■ TASK A
Which lines of the listing contain the word "green"? Report each of those lines in full.

[START TEXT TO READ]

What the “Conversion ID” is (and what it isn’t)
In Google Ads conversion tracking, the Conversion ID is the account-level identifier used by the Google tag and conversion tags to attribute conversions back to the correct Google Ads account. It’s unique per Google Ads account.
Most people look for the Conversion ID because a website, CRM, ecommerce platform, or tag management tool asks for it alongside the Conversion label. The label is unique per conversion action (for example, “Purchase” vs “Lead”), while the Conversion ID is shared across conversion actions in the same account.
The most common confusion I see (even with experienced marketers) is mixing up the Conversion ID with the Customer ID (the 10-digit account number shown in the Google Ads UI) or with IDs used in analytics products. They are not interchangeable, and using the wrong one is a classic reason conversions don’t record.
Where to find the Conversion ID in Google Ads (current UI path)

[END TEXT TO READ]
[START DATASET EXCERPTS]

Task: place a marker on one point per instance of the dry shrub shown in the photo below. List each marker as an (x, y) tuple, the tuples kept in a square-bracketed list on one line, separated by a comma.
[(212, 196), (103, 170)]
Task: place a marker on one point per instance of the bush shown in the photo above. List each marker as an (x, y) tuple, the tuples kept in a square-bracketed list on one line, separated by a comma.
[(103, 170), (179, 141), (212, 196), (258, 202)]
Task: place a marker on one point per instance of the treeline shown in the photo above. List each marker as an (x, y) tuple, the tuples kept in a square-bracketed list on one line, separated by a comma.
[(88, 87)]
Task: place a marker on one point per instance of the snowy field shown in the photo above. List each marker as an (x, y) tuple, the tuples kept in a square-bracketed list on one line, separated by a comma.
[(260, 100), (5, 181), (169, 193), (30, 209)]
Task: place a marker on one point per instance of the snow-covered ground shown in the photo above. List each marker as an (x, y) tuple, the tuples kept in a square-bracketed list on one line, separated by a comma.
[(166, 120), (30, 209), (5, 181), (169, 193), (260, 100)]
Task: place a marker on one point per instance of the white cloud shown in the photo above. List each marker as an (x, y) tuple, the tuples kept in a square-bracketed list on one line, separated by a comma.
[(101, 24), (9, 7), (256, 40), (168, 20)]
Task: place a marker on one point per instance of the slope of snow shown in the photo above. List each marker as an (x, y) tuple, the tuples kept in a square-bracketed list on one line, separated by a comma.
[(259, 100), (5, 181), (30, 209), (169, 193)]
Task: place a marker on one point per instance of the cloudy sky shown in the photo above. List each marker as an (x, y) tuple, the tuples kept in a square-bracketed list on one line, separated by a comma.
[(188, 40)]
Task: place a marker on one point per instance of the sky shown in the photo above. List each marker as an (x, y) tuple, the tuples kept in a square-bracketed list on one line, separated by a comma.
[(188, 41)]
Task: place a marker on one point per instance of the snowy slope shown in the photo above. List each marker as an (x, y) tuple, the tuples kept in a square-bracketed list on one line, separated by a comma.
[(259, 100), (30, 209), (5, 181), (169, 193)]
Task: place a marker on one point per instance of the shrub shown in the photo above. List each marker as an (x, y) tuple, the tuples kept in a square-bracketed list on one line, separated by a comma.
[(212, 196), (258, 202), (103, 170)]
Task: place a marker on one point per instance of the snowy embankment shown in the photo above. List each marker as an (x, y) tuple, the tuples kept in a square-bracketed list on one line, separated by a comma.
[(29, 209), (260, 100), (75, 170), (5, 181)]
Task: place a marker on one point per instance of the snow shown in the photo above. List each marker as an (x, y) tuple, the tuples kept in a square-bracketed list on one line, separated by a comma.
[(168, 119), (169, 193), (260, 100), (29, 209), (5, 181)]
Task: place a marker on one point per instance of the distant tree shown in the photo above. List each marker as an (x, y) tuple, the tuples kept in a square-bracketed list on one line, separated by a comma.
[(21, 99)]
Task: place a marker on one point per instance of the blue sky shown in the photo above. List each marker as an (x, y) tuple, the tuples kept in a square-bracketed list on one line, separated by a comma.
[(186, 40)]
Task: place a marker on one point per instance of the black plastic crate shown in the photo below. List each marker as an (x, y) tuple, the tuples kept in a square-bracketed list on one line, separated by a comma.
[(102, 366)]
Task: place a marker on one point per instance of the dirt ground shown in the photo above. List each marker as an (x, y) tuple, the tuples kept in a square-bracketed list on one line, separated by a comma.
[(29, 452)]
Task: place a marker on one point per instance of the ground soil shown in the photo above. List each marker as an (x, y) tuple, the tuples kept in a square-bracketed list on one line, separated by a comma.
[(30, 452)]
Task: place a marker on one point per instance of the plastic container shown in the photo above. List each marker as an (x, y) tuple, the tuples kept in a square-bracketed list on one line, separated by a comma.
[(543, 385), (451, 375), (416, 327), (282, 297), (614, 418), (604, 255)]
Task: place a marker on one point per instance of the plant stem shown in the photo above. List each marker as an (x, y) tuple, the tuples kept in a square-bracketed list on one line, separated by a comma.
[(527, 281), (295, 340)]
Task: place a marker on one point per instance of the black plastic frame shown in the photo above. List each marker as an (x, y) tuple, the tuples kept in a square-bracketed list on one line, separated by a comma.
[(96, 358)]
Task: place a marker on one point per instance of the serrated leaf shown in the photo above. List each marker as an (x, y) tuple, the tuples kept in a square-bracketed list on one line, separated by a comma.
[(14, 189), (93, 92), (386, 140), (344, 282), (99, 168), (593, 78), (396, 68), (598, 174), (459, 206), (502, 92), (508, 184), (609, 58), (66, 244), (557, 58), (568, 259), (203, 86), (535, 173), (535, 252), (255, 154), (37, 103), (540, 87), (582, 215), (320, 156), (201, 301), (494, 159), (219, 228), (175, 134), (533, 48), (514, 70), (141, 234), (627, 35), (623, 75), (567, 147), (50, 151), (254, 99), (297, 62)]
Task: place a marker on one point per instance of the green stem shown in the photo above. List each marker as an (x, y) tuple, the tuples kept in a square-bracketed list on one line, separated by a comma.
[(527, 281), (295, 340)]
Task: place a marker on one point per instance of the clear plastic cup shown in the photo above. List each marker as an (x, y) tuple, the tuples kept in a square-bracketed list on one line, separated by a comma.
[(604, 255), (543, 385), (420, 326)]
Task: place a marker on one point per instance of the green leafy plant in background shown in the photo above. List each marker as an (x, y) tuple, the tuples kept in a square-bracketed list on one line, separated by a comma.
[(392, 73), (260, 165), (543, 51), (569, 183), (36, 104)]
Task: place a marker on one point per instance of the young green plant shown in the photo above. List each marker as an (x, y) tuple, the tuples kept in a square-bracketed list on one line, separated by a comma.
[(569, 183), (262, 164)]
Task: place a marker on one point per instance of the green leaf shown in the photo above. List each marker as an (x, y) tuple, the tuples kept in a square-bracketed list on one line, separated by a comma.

[END DATASET EXCERPTS]

■ TASK B
Answer these questions from the text on the Conversion ID above:
(i) What is the Conversion ID unique to?
(ii) What is the Conversion label unique to?
(iii) What is the Customer ID?

■ EXERCISE RESULT A
Task: place a marker on one point per instance of the green stem shown in the photo above. List each marker as an (x, y) tuple, the tuples kept in a square-bracketed list on one line, separated by a comma.
Task: place a marker on one point per instance of the green leafy plant in background shown in the photo above. List each marker as an (x, y) tuple, the tuples kept in a square-bracketed list on one line, separated by a comma.
Task: place a marker on one point per instance of the young green plant shown in the photo above. List each marker as an (x, y) tuple, the tuples kept in a square-bracketed list on one line, separated by a comma.
Task: place a marker on one point per instance of the green leaf shown in the photo above. List each marker as an (x, y) tuple, the tuples kept in a square-bracketed list on one line, separated by a comma.

■ EXERCISE RESULT B
(i) Each Google Ads account.
(ii) Each conversion action.
(iii) The 10-digit account number shown in the Google Ads UI.